#### [SUPPLIED MATERIAL]
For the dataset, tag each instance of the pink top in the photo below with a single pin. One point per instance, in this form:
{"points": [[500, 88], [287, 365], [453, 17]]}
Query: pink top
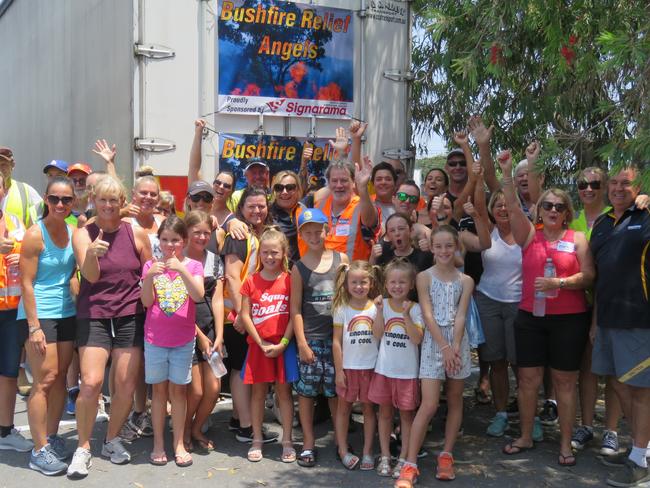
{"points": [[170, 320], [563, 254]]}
==
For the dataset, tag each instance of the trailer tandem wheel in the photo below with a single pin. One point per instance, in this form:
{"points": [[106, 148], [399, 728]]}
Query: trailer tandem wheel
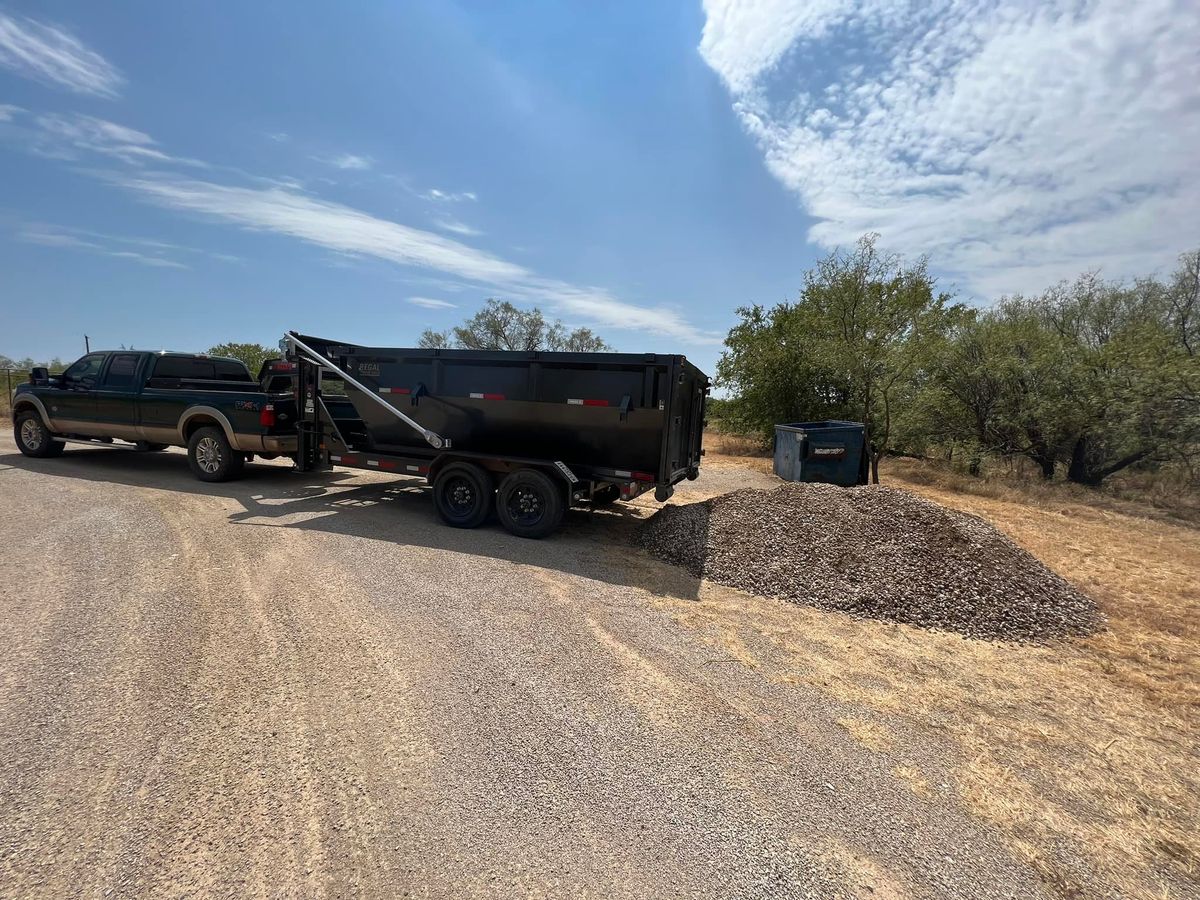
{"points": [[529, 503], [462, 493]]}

#### [WHAT NEEDS TO BE DONE]
Whichever lines of the data include the word "instance", pull them out.

#### [WRITTEN REPLY]
For the dataset, tag each instance of the pink top in the photo below with a single pin. One point per instance, in this form:
For the dataset, tag each instance of the trailer tandem wheel in the photo below with a single pin. One point per instance, in this form:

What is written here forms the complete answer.